[[ MATERIAL FOR THIS EXERCISE, beginning ]]

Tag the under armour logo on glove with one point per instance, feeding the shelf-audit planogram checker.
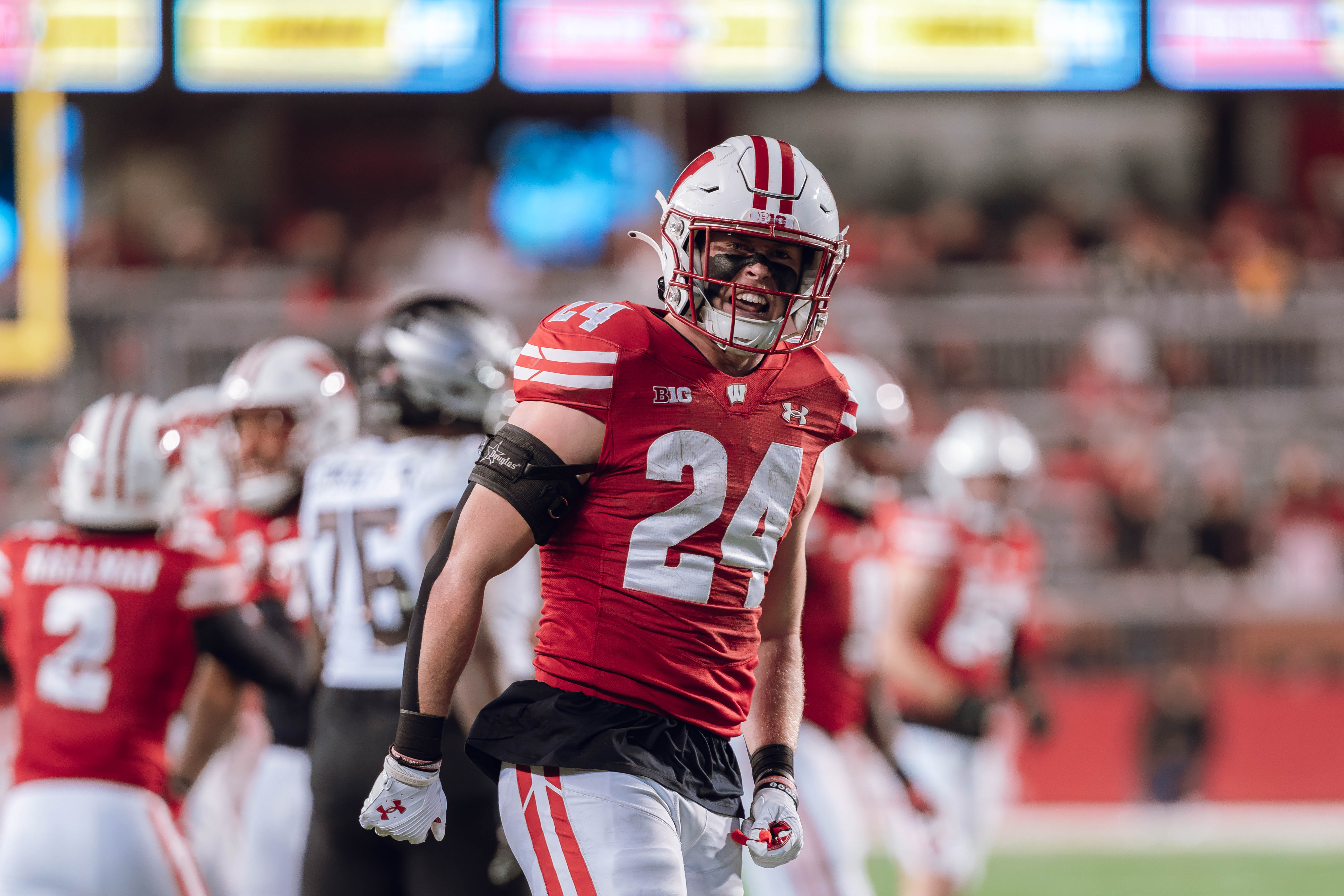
(397, 806)
(405, 804)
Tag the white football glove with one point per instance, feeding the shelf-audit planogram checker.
(773, 833)
(405, 804)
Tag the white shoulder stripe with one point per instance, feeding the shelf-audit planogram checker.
(570, 381)
(578, 358)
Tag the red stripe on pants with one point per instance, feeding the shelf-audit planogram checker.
(569, 846)
(534, 829)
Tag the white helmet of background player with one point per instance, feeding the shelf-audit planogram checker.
(191, 441)
(303, 379)
(980, 444)
(435, 361)
(863, 468)
(112, 472)
(760, 187)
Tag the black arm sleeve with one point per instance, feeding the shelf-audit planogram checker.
(260, 653)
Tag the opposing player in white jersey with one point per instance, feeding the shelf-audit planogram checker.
(284, 402)
(671, 579)
(967, 577)
(431, 374)
(103, 624)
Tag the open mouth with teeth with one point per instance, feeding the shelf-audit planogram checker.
(753, 307)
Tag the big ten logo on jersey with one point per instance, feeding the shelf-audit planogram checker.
(595, 315)
(671, 395)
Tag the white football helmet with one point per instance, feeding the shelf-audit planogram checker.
(191, 440)
(112, 475)
(760, 187)
(883, 412)
(979, 442)
(303, 378)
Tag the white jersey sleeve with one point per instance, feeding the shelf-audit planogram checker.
(366, 512)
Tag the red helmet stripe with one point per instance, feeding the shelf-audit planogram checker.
(120, 463)
(705, 159)
(787, 180)
(762, 164)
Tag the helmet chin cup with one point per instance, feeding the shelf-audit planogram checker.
(268, 492)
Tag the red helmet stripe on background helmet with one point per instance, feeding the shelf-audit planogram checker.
(120, 460)
(100, 479)
(702, 160)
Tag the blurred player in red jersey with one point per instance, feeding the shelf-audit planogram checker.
(673, 581)
(967, 577)
(284, 402)
(103, 627)
(845, 621)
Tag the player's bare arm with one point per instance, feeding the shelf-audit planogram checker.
(491, 536)
(777, 702)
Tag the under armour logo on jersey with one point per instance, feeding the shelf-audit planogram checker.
(671, 395)
(397, 806)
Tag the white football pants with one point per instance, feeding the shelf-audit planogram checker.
(80, 837)
(834, 858)
(968, 782)
(276, 815)
(604, 833)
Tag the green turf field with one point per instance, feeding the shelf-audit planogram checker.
(1155, 875)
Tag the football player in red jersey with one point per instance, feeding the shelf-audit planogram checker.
(103, 627)
(673, 579)
(966, 585)
(284, 402)
(845, 621)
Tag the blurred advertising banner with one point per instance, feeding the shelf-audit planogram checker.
(393, 46)
(1246, 45)
(79, 45)
(659, 45)
(984, 45)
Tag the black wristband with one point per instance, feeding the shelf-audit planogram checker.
(772, 760)
(420, 737)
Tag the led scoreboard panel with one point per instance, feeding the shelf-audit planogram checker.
(1246, 44)
(80, 45)
(984, 45)
(659, 45)
(408, 46)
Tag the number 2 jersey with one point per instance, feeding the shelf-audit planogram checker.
(987, 602)
(652, 586)
(99, 629)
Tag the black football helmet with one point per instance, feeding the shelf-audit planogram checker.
(436, 361)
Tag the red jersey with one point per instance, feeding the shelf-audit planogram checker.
(99, 633)
(652, 588)
(267, 549)
(989, 597)
(846, 613)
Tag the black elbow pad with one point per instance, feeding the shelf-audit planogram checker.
(519, 468)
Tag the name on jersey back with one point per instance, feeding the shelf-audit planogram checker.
(120, 569)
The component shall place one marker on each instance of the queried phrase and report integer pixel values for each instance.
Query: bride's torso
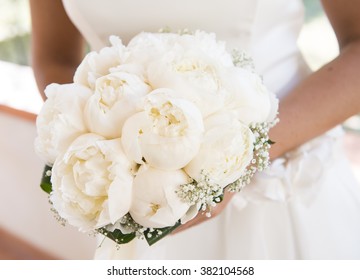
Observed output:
(266, 29)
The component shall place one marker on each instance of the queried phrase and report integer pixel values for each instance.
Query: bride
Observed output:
(307, 204)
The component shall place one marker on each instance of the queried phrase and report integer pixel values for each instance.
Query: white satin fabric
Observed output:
(307, 204)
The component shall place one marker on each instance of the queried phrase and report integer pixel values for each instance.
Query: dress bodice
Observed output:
(268, 30)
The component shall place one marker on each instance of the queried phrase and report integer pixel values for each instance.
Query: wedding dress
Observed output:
(307, 204)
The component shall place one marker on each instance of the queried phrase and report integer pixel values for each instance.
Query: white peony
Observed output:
(92, 182)
(147, 47)
(249, 97)
(117, 96)
(60, 120)
(225, 153)
(167, 135)
(97, 64)
(155, 202)
(192, 65)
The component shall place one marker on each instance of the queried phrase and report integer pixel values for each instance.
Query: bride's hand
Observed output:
(202, 217)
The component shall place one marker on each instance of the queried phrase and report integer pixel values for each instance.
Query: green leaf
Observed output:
(45, 183)
(158, 234)
(118, 236)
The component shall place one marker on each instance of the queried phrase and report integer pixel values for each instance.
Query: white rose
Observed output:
(60, 120)
(117, 96)
(194, 67)
(92, 182)
(97, 64)
(155, 202)
(167, 135)
(248, 96)
(225, 153)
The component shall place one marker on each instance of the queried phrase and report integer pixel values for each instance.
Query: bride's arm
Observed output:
(329, 96)
(57, 46)
(323, 100)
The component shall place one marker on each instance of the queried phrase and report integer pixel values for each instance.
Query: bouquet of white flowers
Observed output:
(152, 133)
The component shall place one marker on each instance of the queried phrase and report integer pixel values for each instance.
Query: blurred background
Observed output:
(27, 228)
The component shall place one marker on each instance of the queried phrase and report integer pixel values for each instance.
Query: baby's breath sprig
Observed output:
(202, 192)
(57, 216)
(261, 159)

[[ MATERIAL FOR THIS EXERCISE, end ]]

ASSIGNED TASK
Which of the lines above carry the string "bride"? Pick them out and copy them.

EXERCISE ANSWER
Query: bride's torso
Query: bride
Query: bride's hand
Query: bride's arm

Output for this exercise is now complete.